**Written task a**
Copy the part of the configuration overview from "The CMS analysis" up to and including "pT distributions, etc.)".
* START Document segment *
Before running any step of the workflow, it is important to understand how the configuration is constructed. The configuration file defines all the parameters for the analysis, including paths, settings, and options for each step.

### Configuration Overview

The CMS analysis framework organizes configuration into logical sections that control different aspects of the workflow:

**Analysis Configuration Sections:**
- 🔧 **General**: Luminosity (59.8 fb⁻¹), analysis type, workflow step toggles
- 📊 **Datasets**: MC samples (DY+jets, QCD, ttbar), data runs, cross-sections  
- 🔍 **Channels**: Analysis channels (e.g., CMS_WORKSHOP with Z' → tt̄ selection)
- ✂️ **Selection**: Baseline event filters and object quality cuts (applied globally)
- 📈 **Observables**: Physics variables to measure (mtt, pT distributions, etc.)
  - **Ghost Observables**: Variables computed but not histogrammed (inputs for template observables)
- 🔧 **Corrections**: Correctionlib-based corrections and their associated uncertainties
- 🔀 **Systematics**: Other uncertainty sources not tied to correctionlib corrections
- 📊 **Statistics**: Cabinetry integration for statistical fits and uncertainties

**Important Distinctions:**
- **Selection** vs **Channel Selection**: Baseline cuts apply to all channels; individual channels can add their own selection criteria
- **Corrections** vs **Systematics**: Corrections apply correctionlib adjustments plus their built-in uncertainties; systematics handle other uncertainty sources (scale variations, PDF uncertainties, etc.)
* END Document segment *
**Written task b**
In the listing below, repeat the lines from the line with "One point belongs to each instance of the mountain ridge, shown" up to and including the line with "374], [697, 444]]".
* START Data to process *
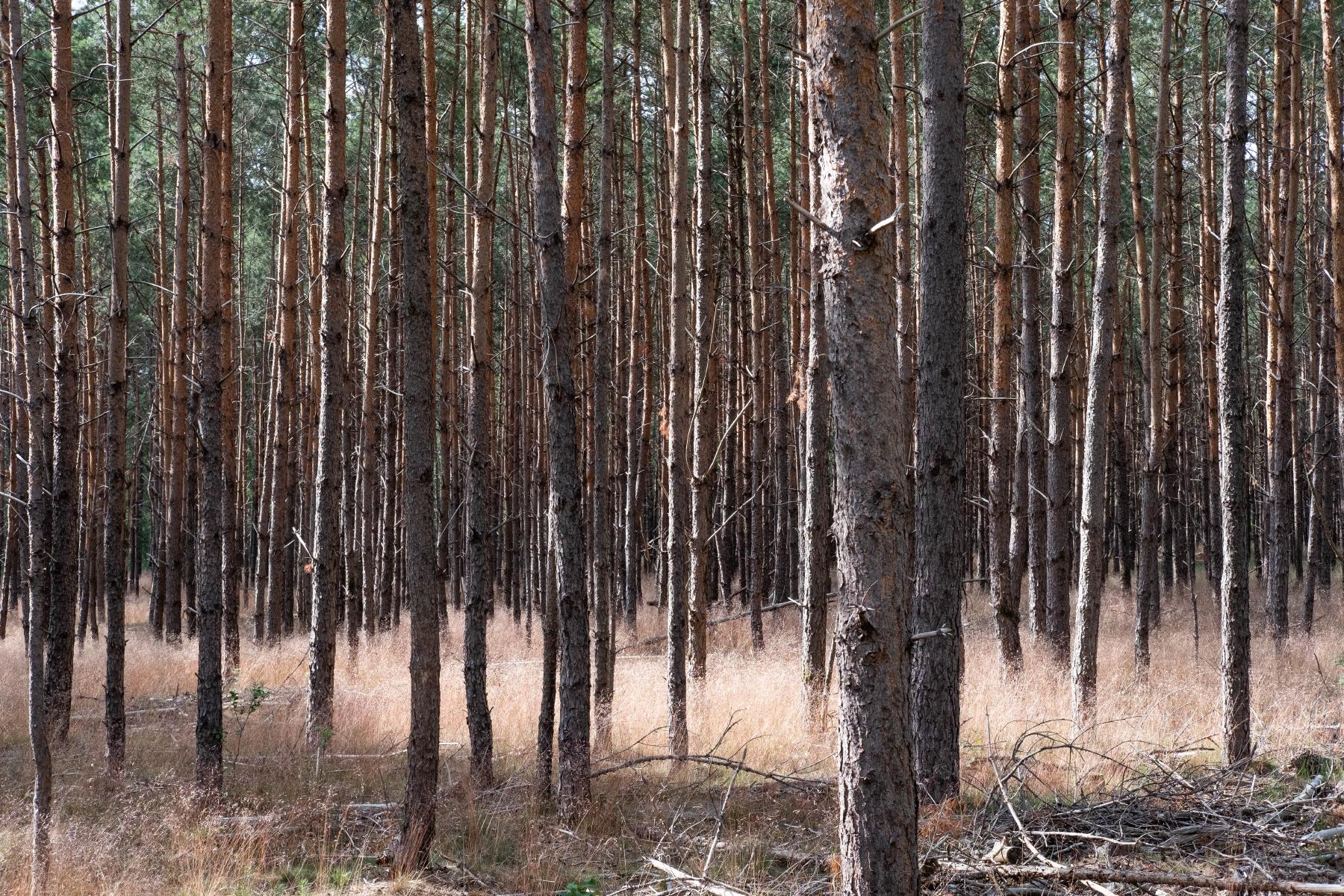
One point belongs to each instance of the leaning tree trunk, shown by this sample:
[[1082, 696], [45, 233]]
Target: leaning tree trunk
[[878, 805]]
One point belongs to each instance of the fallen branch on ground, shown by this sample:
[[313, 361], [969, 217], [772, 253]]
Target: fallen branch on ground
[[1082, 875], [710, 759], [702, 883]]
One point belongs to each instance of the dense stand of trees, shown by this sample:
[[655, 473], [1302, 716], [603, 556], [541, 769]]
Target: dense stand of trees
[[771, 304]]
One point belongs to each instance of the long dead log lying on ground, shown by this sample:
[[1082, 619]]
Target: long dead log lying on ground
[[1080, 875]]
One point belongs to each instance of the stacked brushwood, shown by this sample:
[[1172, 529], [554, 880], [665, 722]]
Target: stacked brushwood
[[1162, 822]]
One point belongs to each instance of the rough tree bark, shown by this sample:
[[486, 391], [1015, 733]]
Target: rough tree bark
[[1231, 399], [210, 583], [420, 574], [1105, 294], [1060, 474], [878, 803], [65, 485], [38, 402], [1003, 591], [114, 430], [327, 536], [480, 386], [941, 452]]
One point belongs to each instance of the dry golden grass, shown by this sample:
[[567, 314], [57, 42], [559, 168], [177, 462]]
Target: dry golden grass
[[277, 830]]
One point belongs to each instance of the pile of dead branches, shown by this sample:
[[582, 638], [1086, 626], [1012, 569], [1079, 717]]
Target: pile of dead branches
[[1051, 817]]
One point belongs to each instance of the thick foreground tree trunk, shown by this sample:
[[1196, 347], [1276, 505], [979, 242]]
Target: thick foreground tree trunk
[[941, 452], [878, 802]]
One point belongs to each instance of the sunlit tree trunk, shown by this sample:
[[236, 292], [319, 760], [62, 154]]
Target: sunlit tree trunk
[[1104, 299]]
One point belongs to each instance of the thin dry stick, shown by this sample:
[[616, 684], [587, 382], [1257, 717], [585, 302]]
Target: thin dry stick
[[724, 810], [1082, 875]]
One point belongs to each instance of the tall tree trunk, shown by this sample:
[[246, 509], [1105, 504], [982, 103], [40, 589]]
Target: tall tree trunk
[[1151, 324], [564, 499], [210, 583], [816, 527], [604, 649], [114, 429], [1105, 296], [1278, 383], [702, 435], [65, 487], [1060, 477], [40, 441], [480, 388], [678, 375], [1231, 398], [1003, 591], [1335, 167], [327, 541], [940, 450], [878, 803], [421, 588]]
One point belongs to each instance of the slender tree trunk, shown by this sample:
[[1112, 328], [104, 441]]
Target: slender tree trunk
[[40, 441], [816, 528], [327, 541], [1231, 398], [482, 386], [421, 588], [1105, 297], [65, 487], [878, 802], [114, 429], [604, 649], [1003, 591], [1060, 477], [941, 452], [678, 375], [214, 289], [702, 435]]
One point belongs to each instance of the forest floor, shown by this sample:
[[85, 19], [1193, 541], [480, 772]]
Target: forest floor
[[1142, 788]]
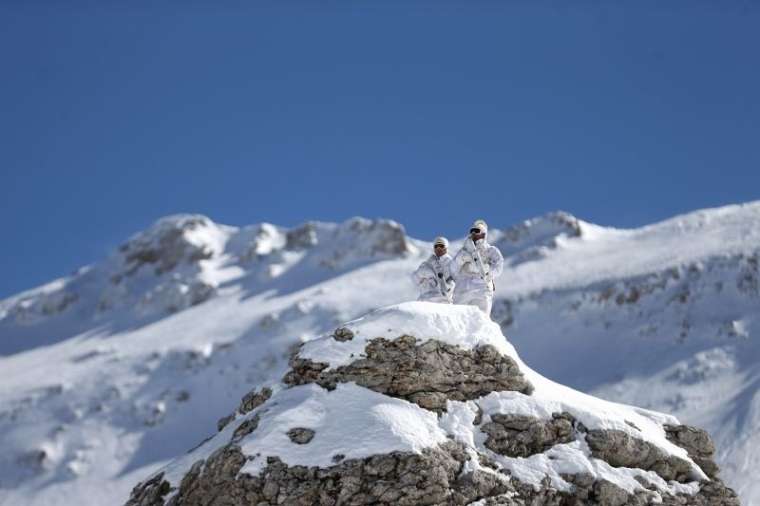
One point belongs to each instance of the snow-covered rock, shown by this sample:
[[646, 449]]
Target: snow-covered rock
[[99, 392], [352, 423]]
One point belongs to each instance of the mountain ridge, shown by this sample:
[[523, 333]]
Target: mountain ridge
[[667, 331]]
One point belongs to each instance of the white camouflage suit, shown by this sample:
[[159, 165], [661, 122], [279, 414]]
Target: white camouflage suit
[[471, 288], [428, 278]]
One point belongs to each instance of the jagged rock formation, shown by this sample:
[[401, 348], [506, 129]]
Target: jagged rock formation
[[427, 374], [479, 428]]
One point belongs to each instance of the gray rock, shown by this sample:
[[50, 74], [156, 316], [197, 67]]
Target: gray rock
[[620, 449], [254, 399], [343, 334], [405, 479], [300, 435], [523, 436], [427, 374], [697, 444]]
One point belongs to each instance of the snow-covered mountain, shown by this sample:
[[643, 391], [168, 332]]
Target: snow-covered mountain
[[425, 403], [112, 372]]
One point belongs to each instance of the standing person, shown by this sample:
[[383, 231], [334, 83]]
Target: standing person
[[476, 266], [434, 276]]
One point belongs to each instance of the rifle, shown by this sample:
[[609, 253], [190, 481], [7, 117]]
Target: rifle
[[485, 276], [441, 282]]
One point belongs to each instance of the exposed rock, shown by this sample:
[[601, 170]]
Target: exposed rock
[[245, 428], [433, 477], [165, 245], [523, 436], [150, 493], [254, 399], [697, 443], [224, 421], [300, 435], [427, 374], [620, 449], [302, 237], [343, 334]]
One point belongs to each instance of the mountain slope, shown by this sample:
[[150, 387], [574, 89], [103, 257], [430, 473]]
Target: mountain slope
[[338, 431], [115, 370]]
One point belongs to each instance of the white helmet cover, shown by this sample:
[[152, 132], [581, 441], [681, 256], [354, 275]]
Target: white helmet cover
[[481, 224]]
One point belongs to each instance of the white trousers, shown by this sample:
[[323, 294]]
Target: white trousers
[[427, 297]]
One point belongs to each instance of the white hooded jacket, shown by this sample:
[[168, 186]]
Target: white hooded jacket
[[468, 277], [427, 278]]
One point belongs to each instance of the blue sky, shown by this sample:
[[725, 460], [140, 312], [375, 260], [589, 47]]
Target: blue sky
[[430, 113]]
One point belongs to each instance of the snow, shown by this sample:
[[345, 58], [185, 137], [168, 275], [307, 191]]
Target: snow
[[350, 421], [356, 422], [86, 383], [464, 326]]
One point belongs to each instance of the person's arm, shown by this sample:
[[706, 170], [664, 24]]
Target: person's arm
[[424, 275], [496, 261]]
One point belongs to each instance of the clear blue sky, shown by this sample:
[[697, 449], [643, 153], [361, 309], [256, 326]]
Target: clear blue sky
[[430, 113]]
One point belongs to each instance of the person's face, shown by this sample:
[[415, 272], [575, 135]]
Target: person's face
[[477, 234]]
* END Data to process *
**Answer a**
The CMS analysis framework organizes configuration into logical sections that control different aspects of the workflow:

**Analysis Configuration Sections:**
- 🔧 **General**: Luminosity (59.8 fb⁻¹), analysis type, workflow step toggles
- 📊 **Datasets**: MC samples (DY+jets, QCD, ttbar), data runs, cross-sections  
- 🔍 **Channels**: Analysis channels (e.g., CMS_WORKSHOP with Z' → tt̄ selection)
- ✂️ **Selection**: Baseline event filters and object quality cuts (applied globally)
- 📈 **Observables**: Physics variables to measure (mtt, pT distributions, etc.)

**Answer b**
One point belongs to each instance of the mountain ridge, shown by this sample:
[[523, 333]]
Target: mountain ridge
[[667, 331]]
One point belongs to each instance of the white camouflage suit, shown by this sample:
[[159, 165], [661, 122], [279, 414]]
Target: white camouflage suit
[[471, 288], [428, 278]]
One point belongs to each instance of the jagged rock formation, shown by this sample:
[[401, 348], [506, 129]]
Target: jagged rock formation
[[427, 374], [479, 428]]
One point belongs to each instance of the gray rock, shown by this sample:
[[50, 74], [156, 316], [197, 67]]
Target: gray rock
[[620, 449], [254, 399], [343, 334], [405, 479], [300, 435], [523, 436], [427, 374], [697, 444]]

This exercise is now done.